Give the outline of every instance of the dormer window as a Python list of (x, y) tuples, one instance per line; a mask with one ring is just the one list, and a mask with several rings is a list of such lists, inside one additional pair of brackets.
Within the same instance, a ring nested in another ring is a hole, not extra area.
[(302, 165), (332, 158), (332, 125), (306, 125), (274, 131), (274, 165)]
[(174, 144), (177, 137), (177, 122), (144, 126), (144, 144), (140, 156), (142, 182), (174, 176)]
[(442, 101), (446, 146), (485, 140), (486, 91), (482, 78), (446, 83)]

────────

THE TASK.
Exactly as shown, give every record again.

EXPECTED ANSWER.
Give the outline of every instance of the dormer window as a Python list of (x, y) tuples, one instance per line; a mask with one ring is just the one list, and a mask with several rings is a list of such lists, inside one additional pair of brackets.
Within the same instance, a ring nested in another ring is a hole, not extra area.
[(302, 165), (332, 158), (332, 125), (306, 125), (274, 131), (274, 165)]
[(174, 144), (177, 137), (177, 122), (144, 126), (144, 144), (140, 156), (142, 182), (174, 176)]
[(442, 101), (446, 146), (485, 140), (486, 91), (482, 78), (446, 83)]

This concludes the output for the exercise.